Critique nigériane et littérature africaine

LE REGARD ET LE DRAME DE TOUNDI DANS UNE VIE DE BOY

Ethiopiques n°48-49

revue trimestrielle

de culture négro-africaine

Hommage à Léopold Sédar Senghor

Spécial les métiers du livres

1e et 2e trimestre 1988

– volume 5 n°1-2

« L’enfer c’est les autres » (Sartre)

Bien souvent, si le thème du regard, ou de l’œil réapparaît en littérature, parfois avec une insistance quasi obsessionnelle, c’est parce que cet organe de la vue et symbole du surmoi moral, lié à la psychologie humaine intéresse beaucoup la critique littéraire et les amateurs de la psychocritique. Et à l’aide de la psychologie des profondeurs, des analystes se passionnent à y trouver les explications de certains états psychiques observés chez des personnes qui se sentent regardées, et qui éprouvent le saisissement d’être vues. Dans Huis Clos [1] de Sartre, la dialectique du regard prend une pente tout à fait hallucinante, car l’auteur existentialiste en effet, met l’accent sur les retentissements psychologiques du regard lorsqu’il affirme que l’enfer en ce monde consiste à vivre sous le regard d’autrui. Il s’agit bien de ce regard moite, froid, et collant qui s’empare de vous ; ce regard qui vous paralyse, vous juge et vous mange ; ce regard qui vous « vole » l’être, tout en vous laissant lâche ; en morceaux ! Le regard se prête à une diversité d’interprétations. Ainsi existe-t-il toute une poétique variée du regard dans toutes littératures.

→ **CONSIGNE ÉCRITE A**: Reproduisez à l'identique l'intégralité du texte sur le thème du regard présenté ci-dessus.

→ **ENTRÉES DE DONNÉES**:
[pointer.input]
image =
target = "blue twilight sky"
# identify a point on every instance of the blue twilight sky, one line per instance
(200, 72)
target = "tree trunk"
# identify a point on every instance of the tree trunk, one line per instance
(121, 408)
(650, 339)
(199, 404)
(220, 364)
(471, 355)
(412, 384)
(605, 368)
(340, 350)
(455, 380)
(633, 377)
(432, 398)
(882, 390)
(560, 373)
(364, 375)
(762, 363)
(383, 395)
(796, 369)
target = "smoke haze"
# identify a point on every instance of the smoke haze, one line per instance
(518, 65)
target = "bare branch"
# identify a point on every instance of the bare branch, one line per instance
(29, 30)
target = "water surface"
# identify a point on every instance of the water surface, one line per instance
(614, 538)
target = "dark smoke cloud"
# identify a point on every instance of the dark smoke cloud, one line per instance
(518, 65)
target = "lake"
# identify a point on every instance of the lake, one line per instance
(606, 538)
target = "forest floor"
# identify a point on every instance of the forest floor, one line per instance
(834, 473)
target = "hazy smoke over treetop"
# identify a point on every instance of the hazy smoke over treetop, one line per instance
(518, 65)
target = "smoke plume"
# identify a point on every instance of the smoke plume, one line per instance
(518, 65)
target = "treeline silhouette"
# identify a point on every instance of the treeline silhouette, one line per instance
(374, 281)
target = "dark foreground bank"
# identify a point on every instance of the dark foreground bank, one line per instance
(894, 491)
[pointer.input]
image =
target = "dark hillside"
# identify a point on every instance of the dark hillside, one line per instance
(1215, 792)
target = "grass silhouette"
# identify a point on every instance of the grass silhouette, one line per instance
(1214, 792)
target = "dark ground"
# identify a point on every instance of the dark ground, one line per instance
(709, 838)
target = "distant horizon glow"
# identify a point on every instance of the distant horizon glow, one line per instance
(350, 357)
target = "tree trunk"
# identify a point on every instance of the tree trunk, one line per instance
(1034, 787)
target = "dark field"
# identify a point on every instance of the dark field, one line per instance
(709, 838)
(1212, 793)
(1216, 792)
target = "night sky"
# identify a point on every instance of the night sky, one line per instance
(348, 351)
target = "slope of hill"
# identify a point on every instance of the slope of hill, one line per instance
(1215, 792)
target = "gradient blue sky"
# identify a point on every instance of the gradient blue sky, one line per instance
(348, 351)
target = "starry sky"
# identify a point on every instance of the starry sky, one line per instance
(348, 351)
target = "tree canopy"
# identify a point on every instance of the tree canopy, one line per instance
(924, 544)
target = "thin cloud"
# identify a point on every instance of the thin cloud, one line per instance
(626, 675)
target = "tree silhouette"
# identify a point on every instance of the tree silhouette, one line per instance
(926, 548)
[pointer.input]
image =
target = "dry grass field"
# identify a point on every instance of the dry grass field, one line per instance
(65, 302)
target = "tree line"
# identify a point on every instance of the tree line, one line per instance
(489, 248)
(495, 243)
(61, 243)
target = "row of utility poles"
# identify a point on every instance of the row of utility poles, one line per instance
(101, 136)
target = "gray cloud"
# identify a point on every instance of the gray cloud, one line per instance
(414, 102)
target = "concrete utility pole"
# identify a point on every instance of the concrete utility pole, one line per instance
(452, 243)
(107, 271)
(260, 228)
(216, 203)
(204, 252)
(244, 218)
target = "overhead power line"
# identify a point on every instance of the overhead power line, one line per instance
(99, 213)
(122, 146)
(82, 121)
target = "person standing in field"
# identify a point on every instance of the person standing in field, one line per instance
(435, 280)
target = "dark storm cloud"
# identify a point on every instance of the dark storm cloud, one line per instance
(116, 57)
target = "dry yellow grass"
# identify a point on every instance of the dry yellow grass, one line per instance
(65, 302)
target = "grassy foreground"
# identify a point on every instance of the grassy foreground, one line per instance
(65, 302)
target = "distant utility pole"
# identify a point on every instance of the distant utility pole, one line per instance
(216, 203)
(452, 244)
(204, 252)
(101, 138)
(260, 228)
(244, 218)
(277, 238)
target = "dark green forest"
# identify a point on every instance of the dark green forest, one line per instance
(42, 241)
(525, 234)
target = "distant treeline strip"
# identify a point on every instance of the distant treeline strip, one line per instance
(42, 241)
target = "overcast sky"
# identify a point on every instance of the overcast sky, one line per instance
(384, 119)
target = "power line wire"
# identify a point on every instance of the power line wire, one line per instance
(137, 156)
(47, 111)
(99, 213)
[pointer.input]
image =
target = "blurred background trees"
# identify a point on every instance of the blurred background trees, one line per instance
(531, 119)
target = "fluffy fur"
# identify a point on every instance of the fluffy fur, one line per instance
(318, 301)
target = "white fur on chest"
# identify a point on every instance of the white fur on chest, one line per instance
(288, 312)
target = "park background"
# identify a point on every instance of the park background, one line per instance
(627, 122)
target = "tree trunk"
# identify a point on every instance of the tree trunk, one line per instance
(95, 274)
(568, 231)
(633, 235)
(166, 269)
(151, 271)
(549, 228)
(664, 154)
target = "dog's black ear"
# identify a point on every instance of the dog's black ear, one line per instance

→ **CONSIGNE ÉCRITE B**: Relevez dans les rangées ci-dessus chaque ligne qui contient la chaîne « treeline ». La casse compte.

→ **RÉPONSE RÉDIGÉE A**:
Critique nigériane et littérature africaine

LE REGARD ET LE DRAME DE TOUNDI DANS UNE VIE DE BOY

Ethiopiques n°48-49

revue trimestrielle

de culture négro-africaine

Hommage à Léopold Sédar Senghor

Spécial les métiers du livres

1e et 2e trimestre 1988

– volume 5 n°1-2

« L’enfer c’est les autres » (Sartre)

Bien souvent, si le thème du regard, ou de l’œil réapparaît en littérature, parfois avec une insistance quasi obsessionnelle, c’est parce que cet organe de la vue et symbole du surmoi moral, lié à la psychologie humaine intéresse beaucoup la critique littéraire et les amateurs de la psychocritique. Et à l’aide de la psychologie des profondeurs, des analystes se passionnent à y trouver les explications de certains états psychiques observés chez des personnes qui se sentent regardées, et qui éprouvent le saisissement d’être vues. Dans Huis Clos [1] de Sartre, la dialectique du regard prend une pente tout à fait hallucinante, car l’auteur existentialiste en effet, met l’accent sur les retentissements psychologiques du regard lorsqu’il affirme que l’enfer en ce monde consiste à vivre sous le regard d’autrui. Il s’agit bien de ce regard moite, froid, et collant qui s’empare de vous ; ce regard qui vous paralyse, vous juge et vous mange ; ce regard qui vous « vole » l’être, tout en vous laissant lâche ; en morceaux ! Le regard se prête à une diversité d’interprétations. Ainsi existe-t-il toute une poétique variée du regard dans toutes littératures.

→ **RÉPONSE RÉDIGÉE B**:
target = "treeline silhouette"
# identify a point on every instance of the treeline silhouette, one line per instance
target = "distant treeline strip"
# identify a point on every instance of the distant treeline strip, one line per instance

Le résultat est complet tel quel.